EXERCISE DATA:

--------------------------------

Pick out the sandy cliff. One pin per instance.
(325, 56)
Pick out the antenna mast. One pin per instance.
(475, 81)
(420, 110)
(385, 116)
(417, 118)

--------------------------------

INSTRUCTIONS FOR THE TASK:
Switch every "pin" in the listing above to "marker", and reproduce the lines with no other change.

EXERCISE OUTPUT:
Pick out the sandy cliff. One marker per instance.
(325, 56)
Pick out the antenna mast. One marker per instance.
(475, 81)
(420, 110)
(385, 116)
(417, 118)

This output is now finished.